[Data shown Boundary: Start]
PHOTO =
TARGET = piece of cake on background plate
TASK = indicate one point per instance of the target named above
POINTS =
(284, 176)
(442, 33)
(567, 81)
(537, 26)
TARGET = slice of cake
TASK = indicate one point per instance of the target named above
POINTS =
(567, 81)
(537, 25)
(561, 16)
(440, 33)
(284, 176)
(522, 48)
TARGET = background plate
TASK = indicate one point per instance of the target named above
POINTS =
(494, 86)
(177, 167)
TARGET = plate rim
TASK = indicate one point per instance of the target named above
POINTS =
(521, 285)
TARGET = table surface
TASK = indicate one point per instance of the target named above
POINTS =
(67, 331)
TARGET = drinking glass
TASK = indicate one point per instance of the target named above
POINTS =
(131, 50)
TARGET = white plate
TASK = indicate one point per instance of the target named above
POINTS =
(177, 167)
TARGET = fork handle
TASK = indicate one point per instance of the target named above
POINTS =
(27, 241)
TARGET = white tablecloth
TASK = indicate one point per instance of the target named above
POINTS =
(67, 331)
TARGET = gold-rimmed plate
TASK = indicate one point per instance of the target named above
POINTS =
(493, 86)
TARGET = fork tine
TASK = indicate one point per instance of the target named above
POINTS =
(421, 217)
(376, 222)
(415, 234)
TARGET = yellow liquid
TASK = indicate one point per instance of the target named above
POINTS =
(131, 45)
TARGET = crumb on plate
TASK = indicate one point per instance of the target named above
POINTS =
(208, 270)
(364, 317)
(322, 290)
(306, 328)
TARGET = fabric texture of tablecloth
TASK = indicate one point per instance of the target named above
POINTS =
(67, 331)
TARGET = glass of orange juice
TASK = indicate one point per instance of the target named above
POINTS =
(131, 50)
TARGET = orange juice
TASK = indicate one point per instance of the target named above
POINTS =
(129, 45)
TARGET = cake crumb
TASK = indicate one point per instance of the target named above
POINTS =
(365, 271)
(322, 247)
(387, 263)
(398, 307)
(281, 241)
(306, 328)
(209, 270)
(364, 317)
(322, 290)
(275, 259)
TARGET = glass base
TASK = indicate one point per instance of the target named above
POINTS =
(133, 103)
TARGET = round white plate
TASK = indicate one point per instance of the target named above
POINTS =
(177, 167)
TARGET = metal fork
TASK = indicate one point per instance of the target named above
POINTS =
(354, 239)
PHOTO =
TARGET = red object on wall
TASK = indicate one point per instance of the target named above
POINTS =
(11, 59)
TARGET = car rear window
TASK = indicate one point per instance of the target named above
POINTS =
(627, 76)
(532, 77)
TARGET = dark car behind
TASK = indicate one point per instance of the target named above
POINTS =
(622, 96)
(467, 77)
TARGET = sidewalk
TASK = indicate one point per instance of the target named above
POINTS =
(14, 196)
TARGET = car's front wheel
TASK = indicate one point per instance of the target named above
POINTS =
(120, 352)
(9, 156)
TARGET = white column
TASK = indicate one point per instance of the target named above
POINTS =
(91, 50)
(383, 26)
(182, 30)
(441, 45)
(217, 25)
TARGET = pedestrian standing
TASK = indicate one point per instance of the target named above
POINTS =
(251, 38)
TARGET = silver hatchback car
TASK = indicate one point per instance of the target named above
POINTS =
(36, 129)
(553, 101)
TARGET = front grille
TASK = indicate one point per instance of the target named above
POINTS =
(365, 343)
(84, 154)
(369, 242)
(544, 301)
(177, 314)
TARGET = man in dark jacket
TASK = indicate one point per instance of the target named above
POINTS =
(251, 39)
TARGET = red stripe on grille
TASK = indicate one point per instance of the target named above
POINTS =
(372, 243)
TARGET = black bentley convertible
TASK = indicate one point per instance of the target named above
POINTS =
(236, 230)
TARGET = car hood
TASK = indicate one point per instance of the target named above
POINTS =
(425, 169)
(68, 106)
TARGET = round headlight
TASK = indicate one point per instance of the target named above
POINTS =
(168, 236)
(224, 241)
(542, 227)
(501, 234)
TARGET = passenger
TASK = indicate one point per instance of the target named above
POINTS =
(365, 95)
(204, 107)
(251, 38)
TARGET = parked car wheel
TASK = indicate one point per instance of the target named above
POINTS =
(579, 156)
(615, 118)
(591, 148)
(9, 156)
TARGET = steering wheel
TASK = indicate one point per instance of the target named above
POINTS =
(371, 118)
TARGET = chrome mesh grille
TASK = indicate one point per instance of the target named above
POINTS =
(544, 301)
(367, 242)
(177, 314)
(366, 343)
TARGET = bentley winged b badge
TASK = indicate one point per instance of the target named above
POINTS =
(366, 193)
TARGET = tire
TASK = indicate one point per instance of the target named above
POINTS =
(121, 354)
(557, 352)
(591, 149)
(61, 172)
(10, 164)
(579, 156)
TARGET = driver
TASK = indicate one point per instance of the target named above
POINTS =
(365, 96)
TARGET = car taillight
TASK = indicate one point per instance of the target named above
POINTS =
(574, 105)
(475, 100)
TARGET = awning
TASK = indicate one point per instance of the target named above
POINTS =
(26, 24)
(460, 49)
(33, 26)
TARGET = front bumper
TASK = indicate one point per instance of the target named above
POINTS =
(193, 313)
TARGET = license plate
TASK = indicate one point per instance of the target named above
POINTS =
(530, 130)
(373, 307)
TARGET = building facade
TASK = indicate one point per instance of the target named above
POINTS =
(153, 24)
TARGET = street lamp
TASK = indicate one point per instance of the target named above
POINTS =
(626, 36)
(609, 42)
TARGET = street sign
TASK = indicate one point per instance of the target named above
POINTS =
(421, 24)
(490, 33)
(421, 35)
[Data shown Boundary: End]
Description of the task = Copy each line of the data above without altering a single character.

Solution to the problem =
PHOTO =
TARGET = piece of cake on background plate
TASK = indicate one point per instance of the target named above
POINTS =
(284, 176)
(442, 33)
(567, 81)
(537, 26)
TARGET = slice of cake
TASK = indicate one point per instance of the target named above
POINTS =
(567, 81)
(537, 25)
(561, 16)
(440, 33)
(284, 176)
(522, 48)
TARGET = background plate
TASK = indicate one point per instance of the target named above
POINTS =
(494, 86)
(177, 167)
TARGET = plate rim
TASK = indicate one point per instance of the target named above
POINTS =
(521, 285)
TARGET = table surface
TASK = indicate one point per instance of the target named above
POINTS =
(67, 331)
TARGET = drinking glass
TASK = indicate one point per instance of the target named above
POINTS =
(131, 50)
TARGET = white plate
TASK = indicate one point per instance of the target named above
POINTS =
(177, 167)
TARGET = fork handle
TASK = indicate one point per instance of the target named above
POINTS =
(27, 241)
TARGET = white tablecloth
TASK = indicate one point per instance of the target named above
POINTS =
(67, 331)
TARGET = gold-rimmed plate
TASK = indicate one point per instance of the target named above
POINTS =
(493, 86)
TARGET = fork tine
TASK = indicate one point per instance of the target named above
POINTS =
(421, 217)
(376, 222)
(415, 234)
TARGET = yellow liquid
TASK = indicate one point per instance of the target named above
POINTS =
(131, 45)
TARGET = crumb on plate
TASK = indicate one point per instance of the target named above
POINTS =
(208, 270)
(364, 317)
(322, 290)
(306, 328)
TARGET = fabric texture of tablecloth
TASK = indicate one point per instance of the target named above
POINTS =
(67, 331)
TARGET = glass of orange juice
TASK = indicate one point per instance of the target named above
POINTS =
(131, 50)
TARGET = orange juice
TASK = indicate one point per instance of the target named above
POINTS =
(129, 45)
TARGET = cake crumb
TASK = indicate one point per instance of the target named above
POINTS =
(365, 271)
(322, 247)
(387, 263)
(398, 307)
(281, 241)
(306, 328)
(209, 270)
(364, 317)
(322, 290)
(275, 259)
TARGET = glass base
TASK = indicate one point per instance of the target named above
POINTS =
(133, 103)
TARGET = round white plate
TASK = indicate one point per instance of the target named above
POINTS =
(177, 167)
TARGET = metal fork
TASK = indicate one point per instance of the target named above
POINTS =
(354, 239)
PHOTO =
TARGET = red object on wall
TASK = indicate one point per instance of the target named above
POINTS =
(11, 59)
TARGET = car rear window
TASK = indicate one point per instance of the target named above
POINTS =
(627, 76)
(532, 77)
TARGET = dark car behind
TASK = indicate one point per instance of the target named above
POINTS =
(622, 96)
(467, 77)
TARGET = sidewalk
TASK = indicate one point per instance of the target named above
POINTS =
(14, 196)
TARGET = car's front wheel
TASK = indicate one point per instance of the target named above
POINTS =
(120, 352)
(9, 156)
TARGET = white column
TASK = indicate one point per instance of the target named above
POINTS =
(91, 50)
(383, 26)
(182, 30)
(441, 45)
(217, 25)
TARGET = pedestrian standing
TASK = indicate one point per instance of the target named above
POINTS =
(251, 38)
TARGET = silver hatchback car
TASK = indicate one point per instance of the target named above
POINTS =
(36, 129)
(553, 101)
TARGET = front grille
TASK = indicate one point per instance of the target named above
POINTS =
(365, 343)
(84, 154)
(369, 242)
(544, 301)
(177, 314)
TARGET = man in dark jacket
TASK = indicate one point per instance of the target named above
POINTS =
(251, 39)
TARGET = red stripe on grille
TASK = indicate one point per instance of the target named above
POINTS =
(372, 243)
TARGET = black bentley convertible
TASK = indicate one point per instance of the target named above
POINTS =
(236, 230)
TARGET = car hood
TASK = indicate one point per instance of the target named above
POINTS =
(425, 169)
(68, 106)
TARGET = round headlight
TASK = indicate one point per instance of the target named above
POINTS =
(168, 236)
(224, 241)
(542, 227)
(501, 234)
TARGET = passenger
TASK = indicate one point per instance of the target named above
POINTS =
(365, 95)
(204, 107)
(251, 38)
TARGET = parked car wheel
TASK = indicate one point per instance of the target named above
POINTS =
(579, 156)
(615, 118)
(591, 148)
(9, 156)
TARGET = steering wheel
TASK = indicate one point per instance of the target named above
POINTS =
(371, 118)
TARGET = chrome mesh grille
TASK = indicate one point per instance of the target named above
POINTS =
(544, 301)
(367, 242)
(177, 314)
(366, 343)
TARGET = bentley winged b badge
TASK = indicate one point per instance of the target named above
POINTS =
(366, 193)
TARGET = tire
TASK = indicate one point per instance of the target named above
POINTS =
(121, 354)
(557, 352)
(591, 149)
(61, 172)
(10, 164)
(579, 156)
TARGET = driver
TASK = indicate one point per instance of the target named above
POINTS =
(365, 96)
TARGET = car taillight
TASK = indicate one point per instance of the target named above
POINTS =
(574, 105)
(475, 100)
TARGET = awning
TASK = indicate one point per instance of the target named above
POINTS =
(26, 24)
(460, 49)
(33, 26)
TARGET = front bumper
TASK = indicate one point per instance of the target named above
POINTS =
(193, 313)
TARGET = license plate
TASK = indicate one point per instance of the target named above
POINTS =
(530, 130)
(373, 307)
TARGET = building facade
TASK = indicate one point per instance of the target named above
POINTS =
(153, 24)
TARGET = street lamp
TASK = indicate one point per instance of the target named above
POINTS =
(626, 36)
(609, 42)
TARGET = street sign
TASK = indicate one point per instance of the target named above
POINTS =
(421, 24)
(490, 33)
(421, 35)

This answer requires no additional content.